• [WORK TO COMPLETE] Retype the records word for word, starting with the line that contains "Capability: given an" and going on through the line that contains "(254, 345), (819, 711)". Include both of those lines.

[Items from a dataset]
──────

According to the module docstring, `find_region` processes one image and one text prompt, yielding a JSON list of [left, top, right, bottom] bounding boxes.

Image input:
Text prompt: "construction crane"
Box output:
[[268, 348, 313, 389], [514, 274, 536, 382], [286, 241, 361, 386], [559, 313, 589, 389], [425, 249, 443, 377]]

──────

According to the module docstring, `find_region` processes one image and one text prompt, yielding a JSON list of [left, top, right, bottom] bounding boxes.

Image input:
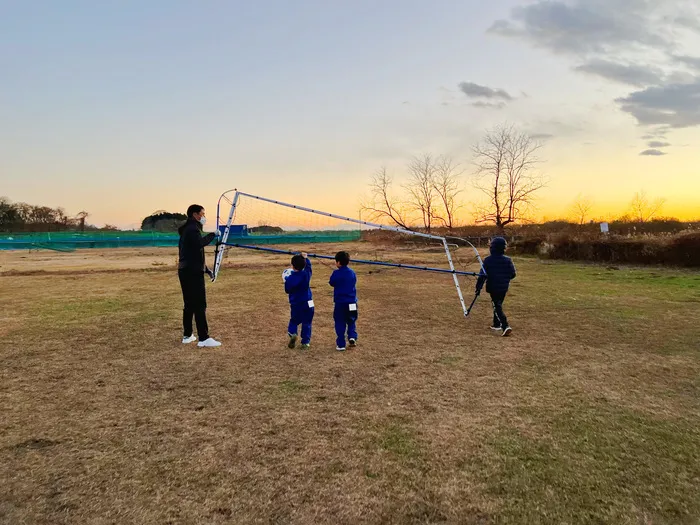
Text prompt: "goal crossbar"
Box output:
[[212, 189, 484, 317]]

──────

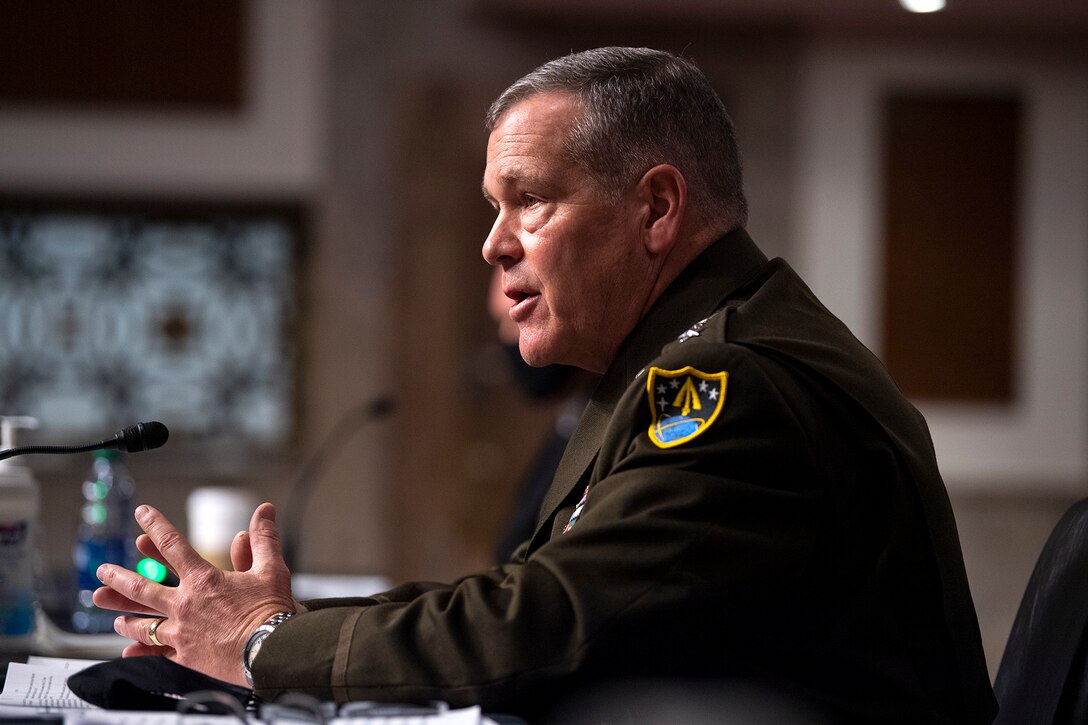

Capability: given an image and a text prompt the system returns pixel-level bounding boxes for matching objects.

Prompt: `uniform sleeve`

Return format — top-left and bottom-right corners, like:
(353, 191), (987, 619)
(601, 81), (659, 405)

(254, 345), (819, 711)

──────

• [SOLVED PROBLEM]
Capability: given an image and a text prompt the system returns pixel-level bounding boxes for matching objects.

Prompt: `uniform sleeve`

Return format — top-left and bottom-right corners, like:
(353, 191), (987, 619)
(601, 81), (659, 405)

(254, 345), (819, 711)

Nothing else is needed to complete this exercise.